***** Data for the task

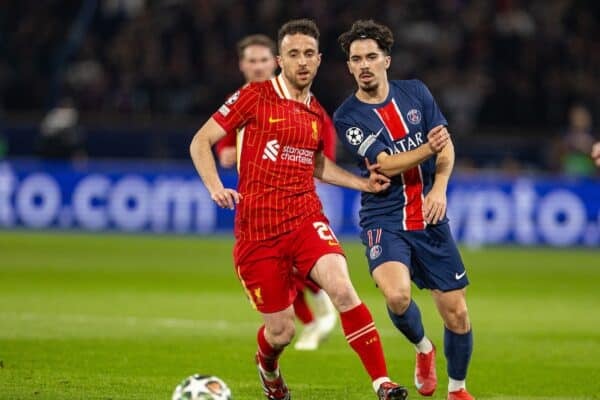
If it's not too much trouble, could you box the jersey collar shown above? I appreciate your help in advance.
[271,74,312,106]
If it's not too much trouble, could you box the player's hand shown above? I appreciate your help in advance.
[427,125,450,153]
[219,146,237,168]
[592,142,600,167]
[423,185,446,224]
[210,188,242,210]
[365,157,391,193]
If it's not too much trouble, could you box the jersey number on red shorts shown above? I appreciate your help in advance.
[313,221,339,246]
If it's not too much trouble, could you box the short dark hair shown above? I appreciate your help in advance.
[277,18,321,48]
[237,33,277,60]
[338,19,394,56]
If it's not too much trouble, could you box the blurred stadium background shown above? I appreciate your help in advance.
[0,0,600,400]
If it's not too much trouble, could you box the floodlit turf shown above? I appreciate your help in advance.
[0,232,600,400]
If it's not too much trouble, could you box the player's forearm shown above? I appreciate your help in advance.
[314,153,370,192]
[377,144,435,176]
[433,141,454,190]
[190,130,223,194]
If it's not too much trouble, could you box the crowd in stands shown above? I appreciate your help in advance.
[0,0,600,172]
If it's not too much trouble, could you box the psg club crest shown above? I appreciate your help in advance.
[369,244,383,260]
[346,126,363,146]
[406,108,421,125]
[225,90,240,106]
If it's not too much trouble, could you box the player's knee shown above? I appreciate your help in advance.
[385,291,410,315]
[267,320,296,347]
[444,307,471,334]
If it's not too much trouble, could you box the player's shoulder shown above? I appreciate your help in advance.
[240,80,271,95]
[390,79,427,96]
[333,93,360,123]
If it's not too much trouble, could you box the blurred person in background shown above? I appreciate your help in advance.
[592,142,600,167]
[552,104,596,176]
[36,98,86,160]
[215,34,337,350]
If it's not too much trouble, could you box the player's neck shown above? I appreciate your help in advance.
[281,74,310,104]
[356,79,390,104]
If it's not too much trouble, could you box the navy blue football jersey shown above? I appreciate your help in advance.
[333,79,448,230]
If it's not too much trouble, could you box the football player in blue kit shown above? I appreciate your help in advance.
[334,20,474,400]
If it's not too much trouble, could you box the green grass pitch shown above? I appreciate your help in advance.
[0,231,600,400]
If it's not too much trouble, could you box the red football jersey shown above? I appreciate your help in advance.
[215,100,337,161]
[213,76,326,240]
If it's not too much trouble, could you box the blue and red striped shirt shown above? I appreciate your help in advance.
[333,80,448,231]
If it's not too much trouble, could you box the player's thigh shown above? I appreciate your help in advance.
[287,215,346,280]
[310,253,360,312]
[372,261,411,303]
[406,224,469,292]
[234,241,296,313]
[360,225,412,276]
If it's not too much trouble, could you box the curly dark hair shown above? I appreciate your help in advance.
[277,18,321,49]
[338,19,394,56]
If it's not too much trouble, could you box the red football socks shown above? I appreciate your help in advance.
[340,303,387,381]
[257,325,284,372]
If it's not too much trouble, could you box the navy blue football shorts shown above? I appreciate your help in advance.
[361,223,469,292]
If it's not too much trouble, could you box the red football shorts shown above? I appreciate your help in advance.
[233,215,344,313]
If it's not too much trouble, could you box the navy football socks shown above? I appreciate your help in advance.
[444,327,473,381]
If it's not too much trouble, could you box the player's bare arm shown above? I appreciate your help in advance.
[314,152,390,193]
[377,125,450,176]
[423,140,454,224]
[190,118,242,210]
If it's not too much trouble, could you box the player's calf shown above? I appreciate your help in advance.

**********

--- Requirement ---
Collect and copy each line of the material above that contains the string "blue". Letter case matters.

--- Finished exercise ---
If it's not too much trouble, could you box the navy blue football jersey shown above? I appreciate your help in advance.
If it's not too much trouble, could you box the football player in blue kit shown above? I appreciate your help in advance.
If it's not too much trouble, could you box the blue and red striped shirt shown above? I appreciate your help in advance.
If it's not too much trouble, could you box the navy blue football shorts shown above? I appreciate your help in advance.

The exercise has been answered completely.